## [TEXTE DE RÉFÉRENCE]
○ ○ ○ ○ ○
2 aout : Samudaripen : commémoration du génocide des tsiganes

Invitation publique à F. Hollande à la commémoration du génocide des tsiganes


Le 24 juin dernier, La voix des Rroms envoyait au président de la République française, M. François Hollande, une invitation solennelle à la commémoration du génocide des tsiganes le 2 août 2013 à Auschwitz. Organisée par le réseau européen de jeunesse ternYpe, dont fait partie La voix des Rroms, cette commémoration a lieu à la date anniversaire de la liquidation par les nazis de 2500 tsiganes dans la nuit du 2 au 3 août 1944 à Auschwitz - Birkenau.

Nous souhaitions publier cette lettre d'invitation à un organe de presse nationale.

Nous l'avons proposée au Monde, qui l'a refusée en raison du nombre important des tribunes prévues à publier.

Nous l'avons proposée à Libération, qui ne nous a pas répondu, ce qui après 3 jours équivaut refus, aux termes du message automatique de confirmation de réception de notre courriel.

Nous l'avons proposée au Figaro, qui n'a pas répondu non plus et ne l'a pas publié.

C'est clair, il y a une autre actualité sur les Rroms, plus payante médiatiquement et électoralement. Elle est rythmé par des propos d'un Jean-Marie Le Pen et d'un Christian Estrosi. Par les réactions d'un Manuel Valls aussi, dont l'action contredit le discours, bien que le discours reste débile et donc non convaincant, tant il est empreint d'ignorance, si ce n'est de mauvaise foi.

Nous n'avons pas droit à la parole publique, sauf si c'est pour réagir à ces propos-là, pour dire quasi sur commande que nous sommes indignés, choqués, et autres adjectifs à la mode. Non, nous ne le sommes pas! Non, nous n'avons pas des nausées, sauf pour quelques femmes enceintes, et c'est dû à leur grossesse, à la vie qu'elle portent en elles et qu'elle donneront bientôt. Elles mettront au monde les enfants qui enterreront l'ignorance crasse et la médiocrité qui couvrent des manœuvres politiciennes mortifères, si nous n'y arrivons pas avant.

Non, nous ne sommes pas indignés, ni choqués! Ces sentiments bon marchés ne sont pas des nôtres. Nous sommes révoltés, comme des millions de nos frères humains au-delà des races, des langues, des couleurs de peau, des religions ou de leur absence, des habitats ou de leur absence, des emplois ou de leurs absence et cette liste-là pourrait s'allonger bien plus.

Nous commémorerons le Samudaripen, le génocide qui fit 500.000 morts parmi nos anciens, en restant debout et la tête haute. Nous le ferons malgré les refus ou le silence méprisant de ceux qui, gérant de l'argent public ou privé, ne nous ont pas accordé un seul centime pour couvrir les frais du voyage pour ce groupe de jeunes qui souhaite se rendre à Auschwitz. Nous le ferons grâce à la solidarité des hommes et des femmes qui ont répondu et qui continuent à répondre présents à notre appel à la solidarité. Car la dignité ne s'achète pas.
○ ○ ○ ○ ○
## [JEU DE DONNÉES]
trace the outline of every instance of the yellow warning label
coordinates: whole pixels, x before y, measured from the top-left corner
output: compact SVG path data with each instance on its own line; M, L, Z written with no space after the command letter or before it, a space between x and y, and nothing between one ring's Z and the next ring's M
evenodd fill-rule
○ ○ ○ ○ ○
## [TRAVAIL À FAIRE]
Recopiez sans rien changer le passage du texte sur la commémoration du Samudaripen qui commence par « Nous commémorerons le » et va jusqu'à « ne s'achète pas. ».

## [RÉSULTAT OBTENU]
Nous commémorerons le Samudaripen, le génocide qui fit 500.000 morts parmi nos anciens, en restant debout et la tête haute. Nous le ferons malgré les refus ou le silence méprisant de ceux qui, gérant de l'argent public ou privé, ne nous ont pas accordé un seul centime pour couvrir les frais du voyage pour ce groupe de jeunes qui souhaite se rendre à Auschwitz. Nous le ferons grâce à la solidarité des hommes et des femmes qui ont répondu et qui continuent à répondre présents à notre appel à la solidarité. Car la dignité ne s'achète pas.